Start of EXTRACTED DATA

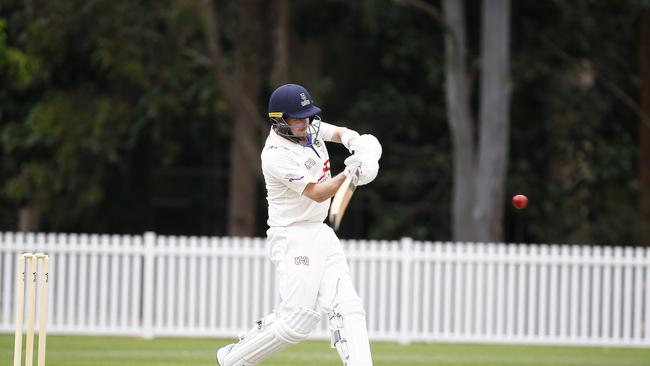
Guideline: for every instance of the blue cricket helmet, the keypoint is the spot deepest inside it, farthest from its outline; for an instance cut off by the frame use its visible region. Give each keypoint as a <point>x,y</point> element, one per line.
<point>293,101</point>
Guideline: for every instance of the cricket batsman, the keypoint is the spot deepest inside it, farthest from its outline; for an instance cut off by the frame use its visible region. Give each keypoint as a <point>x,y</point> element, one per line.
<point>311,267</point>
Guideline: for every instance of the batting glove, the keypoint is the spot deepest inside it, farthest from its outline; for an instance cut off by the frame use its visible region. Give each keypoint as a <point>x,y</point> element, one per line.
<point>366,145</point>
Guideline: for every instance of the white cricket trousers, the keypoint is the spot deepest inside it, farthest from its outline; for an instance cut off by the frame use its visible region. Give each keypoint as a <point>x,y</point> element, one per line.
<point>312,272</point>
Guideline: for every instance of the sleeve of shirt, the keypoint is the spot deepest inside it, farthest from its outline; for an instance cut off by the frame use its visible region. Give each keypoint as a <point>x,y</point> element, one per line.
<point>282,168</point>
<point>327,131</point>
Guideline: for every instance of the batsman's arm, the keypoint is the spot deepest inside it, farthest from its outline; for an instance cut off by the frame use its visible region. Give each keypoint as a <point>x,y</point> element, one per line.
<point>320,192</point>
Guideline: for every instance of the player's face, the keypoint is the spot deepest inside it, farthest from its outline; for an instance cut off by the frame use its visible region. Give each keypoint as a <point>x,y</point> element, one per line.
<point>299,127</point>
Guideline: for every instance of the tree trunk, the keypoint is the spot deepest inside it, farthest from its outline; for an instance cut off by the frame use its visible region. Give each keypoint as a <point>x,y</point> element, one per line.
<point>241,91</point>
<point>494,120</point>
<point>644,125</point>
<point>280,72</point>
<point>460,120</point>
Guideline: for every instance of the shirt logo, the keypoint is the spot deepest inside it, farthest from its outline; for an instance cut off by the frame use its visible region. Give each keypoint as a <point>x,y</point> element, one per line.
<point>302,259</point>
<point>292,177</point>
<point>326,171</point>
<point>310,163</point>
<point>303,100</point>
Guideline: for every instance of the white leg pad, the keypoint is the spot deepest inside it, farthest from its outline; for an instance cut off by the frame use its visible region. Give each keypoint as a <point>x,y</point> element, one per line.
<point>349,334</point>
<point>271,336</point>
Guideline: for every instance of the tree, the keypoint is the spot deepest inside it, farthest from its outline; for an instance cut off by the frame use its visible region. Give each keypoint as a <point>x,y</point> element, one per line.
<point>240,87</point>
<point>479,171</point>
<point>644,125</point>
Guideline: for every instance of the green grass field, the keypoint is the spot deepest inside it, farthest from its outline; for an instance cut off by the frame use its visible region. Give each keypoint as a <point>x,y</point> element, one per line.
<point>111,351</point>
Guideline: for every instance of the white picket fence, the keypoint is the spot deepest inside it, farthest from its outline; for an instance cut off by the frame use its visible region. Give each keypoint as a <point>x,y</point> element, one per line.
<point>152,286</point>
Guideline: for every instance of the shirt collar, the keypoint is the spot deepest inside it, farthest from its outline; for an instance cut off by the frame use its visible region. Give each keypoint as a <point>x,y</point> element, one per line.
<point>279,140</point>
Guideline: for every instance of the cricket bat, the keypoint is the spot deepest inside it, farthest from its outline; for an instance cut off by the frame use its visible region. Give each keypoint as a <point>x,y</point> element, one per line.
<point>342,198</point>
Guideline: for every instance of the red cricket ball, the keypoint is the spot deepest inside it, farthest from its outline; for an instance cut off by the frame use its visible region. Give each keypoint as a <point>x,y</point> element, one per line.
<point>520,201</point>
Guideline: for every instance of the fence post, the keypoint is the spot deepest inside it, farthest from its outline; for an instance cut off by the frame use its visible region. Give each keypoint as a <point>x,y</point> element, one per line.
<point>406,298</point>
<point>148,284</point>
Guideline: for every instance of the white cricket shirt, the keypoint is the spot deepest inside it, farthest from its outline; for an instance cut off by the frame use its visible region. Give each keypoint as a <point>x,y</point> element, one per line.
<point>288,167</point>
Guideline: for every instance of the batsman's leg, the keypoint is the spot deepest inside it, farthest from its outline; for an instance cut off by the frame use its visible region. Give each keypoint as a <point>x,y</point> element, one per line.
<point>348,326</point>
<point>270,336</point>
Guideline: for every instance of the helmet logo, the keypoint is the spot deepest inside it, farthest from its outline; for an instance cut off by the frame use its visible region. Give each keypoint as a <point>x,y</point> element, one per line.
<point>303,100</point>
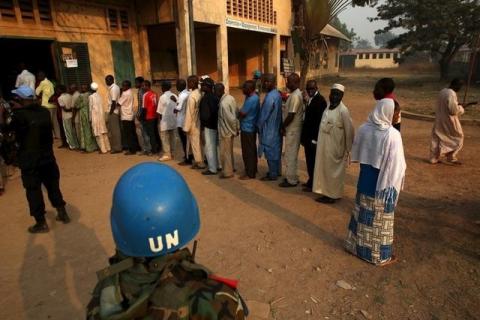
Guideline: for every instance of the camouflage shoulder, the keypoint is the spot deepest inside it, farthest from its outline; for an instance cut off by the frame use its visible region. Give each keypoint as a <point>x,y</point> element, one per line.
<point>216,300</point>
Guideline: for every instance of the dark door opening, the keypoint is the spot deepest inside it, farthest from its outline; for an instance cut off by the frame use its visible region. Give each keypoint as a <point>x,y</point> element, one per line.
<point>162,43</point>
<point>36,54</point>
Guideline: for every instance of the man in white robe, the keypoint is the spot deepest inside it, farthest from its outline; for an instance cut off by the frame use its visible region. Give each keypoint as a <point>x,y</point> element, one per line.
<point>447,133</point>
<point>97,117</point>
<point>192,122</point>
<point>335,139</point>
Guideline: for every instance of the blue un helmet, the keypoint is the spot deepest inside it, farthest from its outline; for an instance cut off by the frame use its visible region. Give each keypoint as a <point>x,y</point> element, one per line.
<point>153,212</point>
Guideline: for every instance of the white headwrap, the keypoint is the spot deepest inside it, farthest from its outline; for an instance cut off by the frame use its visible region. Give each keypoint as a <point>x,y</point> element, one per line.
<point>380,145</point>
<point>338,86</point>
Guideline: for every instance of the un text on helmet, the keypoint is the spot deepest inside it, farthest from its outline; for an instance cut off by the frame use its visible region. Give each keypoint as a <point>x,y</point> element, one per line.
<point>171,240</point>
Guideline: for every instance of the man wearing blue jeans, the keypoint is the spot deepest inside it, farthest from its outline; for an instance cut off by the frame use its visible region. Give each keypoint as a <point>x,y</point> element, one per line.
<point>269,124</point>
<point>209,122</point>
<point>248,121</point>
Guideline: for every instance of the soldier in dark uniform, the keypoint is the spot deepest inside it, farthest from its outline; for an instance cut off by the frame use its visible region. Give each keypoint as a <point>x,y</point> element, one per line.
<point>154,214</point>
<point>33,131</point>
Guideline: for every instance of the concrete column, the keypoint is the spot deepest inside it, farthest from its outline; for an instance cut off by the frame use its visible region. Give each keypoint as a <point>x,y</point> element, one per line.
<point>182,30</point>
<point>222,56</point>
<point>144,52</point>
<point>275,59</point>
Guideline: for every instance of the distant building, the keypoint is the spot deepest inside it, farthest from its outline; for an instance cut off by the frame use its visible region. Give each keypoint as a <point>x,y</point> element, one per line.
<point>370,58</point>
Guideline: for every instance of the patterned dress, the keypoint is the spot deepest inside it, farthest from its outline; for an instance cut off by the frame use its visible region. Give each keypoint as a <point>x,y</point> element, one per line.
<point>87,140</point>
<point>370,232</point>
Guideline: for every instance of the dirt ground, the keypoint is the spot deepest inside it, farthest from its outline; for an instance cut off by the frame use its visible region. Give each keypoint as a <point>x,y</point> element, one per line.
<point>286,249</point>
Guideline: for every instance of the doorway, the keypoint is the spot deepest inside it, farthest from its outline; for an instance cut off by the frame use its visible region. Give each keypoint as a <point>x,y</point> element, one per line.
<point>36,54</point>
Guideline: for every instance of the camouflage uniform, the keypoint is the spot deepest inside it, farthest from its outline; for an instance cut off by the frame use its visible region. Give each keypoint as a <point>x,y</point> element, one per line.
<point>170,287</point>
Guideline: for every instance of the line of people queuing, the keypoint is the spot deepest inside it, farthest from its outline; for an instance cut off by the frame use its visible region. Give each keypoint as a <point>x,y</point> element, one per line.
<point>207,120</point>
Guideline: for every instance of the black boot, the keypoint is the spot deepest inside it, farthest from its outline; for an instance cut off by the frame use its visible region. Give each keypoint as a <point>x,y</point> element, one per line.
<point>62,215</point>
<point>40,226</point>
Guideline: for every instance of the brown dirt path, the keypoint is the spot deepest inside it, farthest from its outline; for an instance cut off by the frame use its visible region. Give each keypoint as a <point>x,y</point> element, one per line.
<point>281,244</point>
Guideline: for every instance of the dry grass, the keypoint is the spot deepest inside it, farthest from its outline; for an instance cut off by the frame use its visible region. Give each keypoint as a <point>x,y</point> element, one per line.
<point>416,92</point>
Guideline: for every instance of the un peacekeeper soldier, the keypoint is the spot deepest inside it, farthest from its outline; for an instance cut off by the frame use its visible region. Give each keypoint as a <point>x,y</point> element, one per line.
<point>154,214</point>
<point>33,131</point>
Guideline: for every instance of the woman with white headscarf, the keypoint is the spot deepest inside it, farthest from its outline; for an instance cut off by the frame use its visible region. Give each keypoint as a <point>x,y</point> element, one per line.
<point>378,148</point>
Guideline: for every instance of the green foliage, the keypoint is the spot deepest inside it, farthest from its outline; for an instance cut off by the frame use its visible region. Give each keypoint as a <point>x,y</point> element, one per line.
<point>349,32</point>
<point>441,27</point>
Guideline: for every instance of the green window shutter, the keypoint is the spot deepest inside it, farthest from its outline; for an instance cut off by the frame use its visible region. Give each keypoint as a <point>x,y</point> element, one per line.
<point>123,61</point>
<point>74,75</point>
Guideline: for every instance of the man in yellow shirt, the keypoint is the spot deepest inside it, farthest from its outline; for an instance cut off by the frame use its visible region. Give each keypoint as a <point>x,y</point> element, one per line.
<point>45,91</point>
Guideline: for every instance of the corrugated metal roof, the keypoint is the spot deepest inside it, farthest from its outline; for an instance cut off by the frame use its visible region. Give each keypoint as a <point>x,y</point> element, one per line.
<point>330,31</point>
<point>380,50</point>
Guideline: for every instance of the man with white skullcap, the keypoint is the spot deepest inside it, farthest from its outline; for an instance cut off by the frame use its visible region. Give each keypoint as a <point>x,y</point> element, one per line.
<point>97,116</point>
<point>335,140</point>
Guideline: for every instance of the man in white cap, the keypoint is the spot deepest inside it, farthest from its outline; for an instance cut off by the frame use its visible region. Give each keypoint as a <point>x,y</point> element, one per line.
<point>335,140</point>
<point>97,117</point>
<point>292,130</point>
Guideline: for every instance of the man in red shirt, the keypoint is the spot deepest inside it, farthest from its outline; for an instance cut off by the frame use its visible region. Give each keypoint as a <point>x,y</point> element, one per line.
<point>149,114</point>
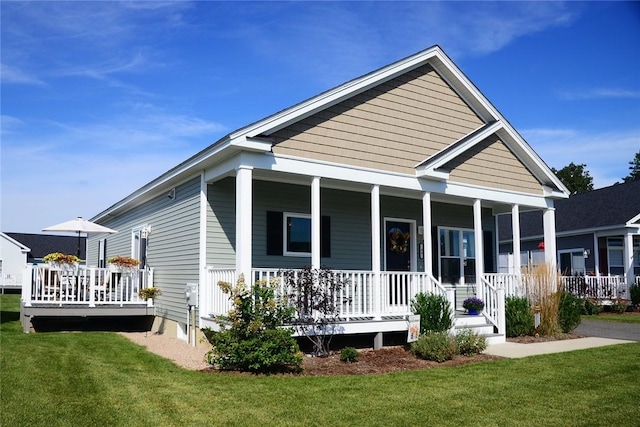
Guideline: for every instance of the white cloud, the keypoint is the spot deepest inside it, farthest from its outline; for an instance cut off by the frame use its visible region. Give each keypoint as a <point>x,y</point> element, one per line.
<point>606,155</point>
<point>602,93</point>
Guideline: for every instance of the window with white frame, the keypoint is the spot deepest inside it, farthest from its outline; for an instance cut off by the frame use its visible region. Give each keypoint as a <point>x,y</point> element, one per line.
<point>457,264</point>
<point>297,234</point>
<point>572,262</point>
<point>615,251</point>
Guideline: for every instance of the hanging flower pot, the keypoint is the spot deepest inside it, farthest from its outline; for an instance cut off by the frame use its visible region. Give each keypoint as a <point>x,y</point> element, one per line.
<point>123,264</point>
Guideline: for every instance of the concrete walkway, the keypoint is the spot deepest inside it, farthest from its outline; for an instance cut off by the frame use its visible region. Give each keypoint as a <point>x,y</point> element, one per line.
<point>516,350</point>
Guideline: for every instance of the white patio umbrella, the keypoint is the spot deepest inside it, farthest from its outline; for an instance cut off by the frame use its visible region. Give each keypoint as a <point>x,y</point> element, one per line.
<point>80,225</point>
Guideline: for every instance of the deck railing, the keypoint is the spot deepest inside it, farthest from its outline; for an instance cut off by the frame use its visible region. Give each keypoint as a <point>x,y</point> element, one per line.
<point>493,294</point>
<point>597,287</point>
<point>364,294</point>
<point>81,285</point>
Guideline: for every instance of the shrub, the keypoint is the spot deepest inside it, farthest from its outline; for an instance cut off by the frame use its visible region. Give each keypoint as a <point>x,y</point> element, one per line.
<point>436,346</point>
<point>592,307</point>
<point>469,343</point>
<point>251,337</point>
<point>349,354</point>
<point>634,294</point>
<point>619,305</point>
<point>519,317</point>
<point>570,310</point>
<point>435,312</point>
<point>315,296</point>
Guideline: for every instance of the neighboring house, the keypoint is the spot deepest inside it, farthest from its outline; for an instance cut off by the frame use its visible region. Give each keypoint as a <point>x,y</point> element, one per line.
<point>43,244</point>
<point>13,260</point>
<point>598,233</point>
<point>394,179</point>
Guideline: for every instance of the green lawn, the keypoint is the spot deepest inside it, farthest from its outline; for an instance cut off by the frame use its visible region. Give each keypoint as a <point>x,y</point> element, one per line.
<point>102,379</point>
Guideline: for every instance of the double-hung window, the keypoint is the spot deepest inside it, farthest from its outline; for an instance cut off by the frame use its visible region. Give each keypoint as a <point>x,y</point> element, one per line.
<point>297,234</point>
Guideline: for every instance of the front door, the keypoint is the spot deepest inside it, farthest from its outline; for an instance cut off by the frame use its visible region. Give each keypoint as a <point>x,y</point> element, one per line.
<point>398,245</point>
<point>398,256</point>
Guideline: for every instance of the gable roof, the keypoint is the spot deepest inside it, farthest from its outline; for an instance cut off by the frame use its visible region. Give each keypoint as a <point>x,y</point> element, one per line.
<point>616,206</point>
<point>23,248</point>
<point>256,137</point>
<point>43,244</point>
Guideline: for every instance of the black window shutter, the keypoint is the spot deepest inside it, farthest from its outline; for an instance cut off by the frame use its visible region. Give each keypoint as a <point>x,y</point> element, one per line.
<point>325,237</point>
<point>274,233</point>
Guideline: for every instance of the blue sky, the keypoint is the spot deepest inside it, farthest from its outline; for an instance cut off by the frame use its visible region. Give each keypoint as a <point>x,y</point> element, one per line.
<point>99,98</point>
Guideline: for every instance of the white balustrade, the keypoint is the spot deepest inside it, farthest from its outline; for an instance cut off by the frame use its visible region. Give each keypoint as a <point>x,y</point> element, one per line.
<point>82,285</point>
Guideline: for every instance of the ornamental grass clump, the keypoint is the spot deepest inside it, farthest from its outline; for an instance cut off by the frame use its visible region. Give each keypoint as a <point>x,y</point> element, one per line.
<point>519,317</point>
<point>542,285</point>
<point>349,355</point>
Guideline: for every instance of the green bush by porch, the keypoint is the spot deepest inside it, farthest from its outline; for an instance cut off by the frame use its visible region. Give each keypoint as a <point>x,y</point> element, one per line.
<point>58,379</point>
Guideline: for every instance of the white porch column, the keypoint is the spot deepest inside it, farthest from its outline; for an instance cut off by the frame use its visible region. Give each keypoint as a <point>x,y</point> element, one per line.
<point>315,223</point>
<point>515,226</point>
<point>375,250</point>
<point>596,254</point>
<point>628,257</point>
<point>479,246</point>
<point>244,208</point>
<point>426,236</point>
<point>549,223</point>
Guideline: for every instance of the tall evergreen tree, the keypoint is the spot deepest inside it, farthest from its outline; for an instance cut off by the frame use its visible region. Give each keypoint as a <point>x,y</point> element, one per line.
<point>575,177</point>
<point>634,167</point>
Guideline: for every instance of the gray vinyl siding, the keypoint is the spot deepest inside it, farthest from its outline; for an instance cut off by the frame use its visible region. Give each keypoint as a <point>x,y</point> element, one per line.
<point>350,225</point>
<point>221,224</point>
<point>350,214</point>
<point>172,246</point>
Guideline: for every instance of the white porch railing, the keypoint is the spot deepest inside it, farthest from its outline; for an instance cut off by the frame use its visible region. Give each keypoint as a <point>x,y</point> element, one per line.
<point>364,294</point>
<point>597,287</point>
<point>493,296</point>
<point>82,285</point>
<point>511,283</point>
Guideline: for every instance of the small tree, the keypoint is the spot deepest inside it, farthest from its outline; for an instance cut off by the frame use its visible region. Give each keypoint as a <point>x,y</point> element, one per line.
<point>575,177</point>
<point>315,295</point>
<point>634,168</point>
<point>251,336</point>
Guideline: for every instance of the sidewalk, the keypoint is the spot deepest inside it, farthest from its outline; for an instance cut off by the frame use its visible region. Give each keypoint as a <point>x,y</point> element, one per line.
<point>516,350</point>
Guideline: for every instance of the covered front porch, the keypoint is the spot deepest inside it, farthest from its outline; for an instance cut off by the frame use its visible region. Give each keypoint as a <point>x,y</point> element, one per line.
<point>387,241</point>
<point>374,302</point>
<point>81,291</point>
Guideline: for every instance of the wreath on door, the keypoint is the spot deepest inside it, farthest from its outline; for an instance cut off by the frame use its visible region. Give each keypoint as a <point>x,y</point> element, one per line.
<point>398,241</point>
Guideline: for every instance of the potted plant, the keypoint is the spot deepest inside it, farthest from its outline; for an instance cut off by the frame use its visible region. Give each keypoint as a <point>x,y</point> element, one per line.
<point>123,262</point>
<point>61,261</point>
<point>473,305</point>
<point>149,293</point>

End of EXTRACTED DATA

_WORK INSTRUCTIONS:_
Rewrite the data from its start through the line that contains "<point>460,120</point>". Replace "tree trunk" with "tree stem" wherever it appears, leave everything else unchanged, and omit the pictures.

_FINISHED TASK:_
Guideline: for every instance of the blue cricket helmet, the keypoint is the spot deepest inside it, farthest from its outline; for an instance cut off by the frame use its visible region. Give each keypoint as a <point>x,y</point> element, one per line.
<point>293,101</point>
Guideline: for every instance of the cricket batsman, the keypoint is the spot deepest inside it, farthest from its outline; for an instance cut off by the frame use its visible region. Give each keypoint as a <point>x,y</point> element, one per line.
<point>311,267</point>
Guideline: for every instance of the batting glove, the keypoint is the spot deepest inside it, farthest from its outline; for an instance cut off by the frame use its visible region. Give each keypoint as a <point>x,y</point> element, one per line.
<point>366,145</point>
Guideline: for every instance of the white cricket trousers, the keypoint is the spot deepest inside it, farthest from its outline; for an instance cut off by the frame use its visible region. Give each keypoint as a <point>x,y</point> element, one per line.
<point>312,272</point>
Guideline: for every instance of the sleeve of shirt, the keypoint is the spot deepest inside it, farthest from its outline; for an instance cut off by the frame use its visible region. Give each keypoint as a <point>x,y</point> element, one per line.
<point>282,168</point>
<point>327,131</point>
Guideline: for every instance of the batsman's arm, the keypoint is the spot deepest inside it, farthest from its outline; for an instance cut off by the frame use its visible region. Give each keypoint as a <point>x,y</point> element, one per line.
<point>320,192</point>
Guideline: for every instance of the player's face, the keypoint is the spot deepest inside it, farthest from its outline; for an instance cut off by the frame use its visible region. Give each keypoint as a <point>x,y</point> element, one per line.
<point>299,127</point>
Guideline: for every instance of the tree stem, the keypoint is the spot deepest inside it, farthest from its outline; for an instance cut off by the frame use its visible region. Give each keypoint as a <point>x,y</point> element, one per line.
<point>241,91</point>
<point>494,120</point>
<point>644,125</point>
<point>280,72</point>
<point>460,120</point>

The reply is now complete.